=== Activity ===
Every entry needs to be written out again exactly.

=== Record excerpts ===
==================================================
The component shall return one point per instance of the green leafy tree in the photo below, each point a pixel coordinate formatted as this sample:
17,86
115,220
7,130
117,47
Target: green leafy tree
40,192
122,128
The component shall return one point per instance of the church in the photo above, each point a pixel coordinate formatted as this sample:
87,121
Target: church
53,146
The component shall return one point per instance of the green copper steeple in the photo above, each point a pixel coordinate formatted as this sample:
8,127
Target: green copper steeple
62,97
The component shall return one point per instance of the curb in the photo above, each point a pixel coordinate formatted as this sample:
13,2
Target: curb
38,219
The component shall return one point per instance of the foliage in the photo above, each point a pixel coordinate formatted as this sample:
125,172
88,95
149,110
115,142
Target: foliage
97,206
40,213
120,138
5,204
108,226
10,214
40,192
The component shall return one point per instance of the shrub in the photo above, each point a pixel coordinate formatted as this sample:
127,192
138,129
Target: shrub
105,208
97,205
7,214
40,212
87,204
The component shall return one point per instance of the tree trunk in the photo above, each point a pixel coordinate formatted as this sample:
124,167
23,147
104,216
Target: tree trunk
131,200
==================================================
=== Reply ===
The component shall return one point per instance of the green leafy tree in the photo below, each point a pixel coordinate formatted as this sample:
17,86
115,220
7,130
117,47
Target: green leafy tree
40,192
122,128
The component shall return one point per instance of the church in the photo above, each point a pixel coordinate formatted as this sample:
87,121
Target: church
53,146
The component shall return one point per instance of the green copper steeple in the photo above, each point a pixel coordinate formatted as this sample:
8,127
Target: green copper steeple
62,97
The component shall return one point per instance of the curb in the photo above, each point a pixel coordinate formatted as this sample:
13,2
Target: curb
38,219
The component shall return one point per instance of the foliage in the photo above, each point a pixel coordinate formatted as this sample:
125,172
88,95
149,110
115,142
Target: foliage
97,206
40,213
120,138
5,204
108,226
10,214
40,192
The component shall return one point per instance of the shrub in the photo above, each point a pixel coordinate formatted as this sample:
127,192
138,129
Target: shrub
105,208
97,205
7,214
40,212
87,204
The component shall return one point per instance of the tree trunk in the photo above, each point a pixel coordinate formatted as this sample:
124,167
23,147
104,216
Target: tree trunk
131,200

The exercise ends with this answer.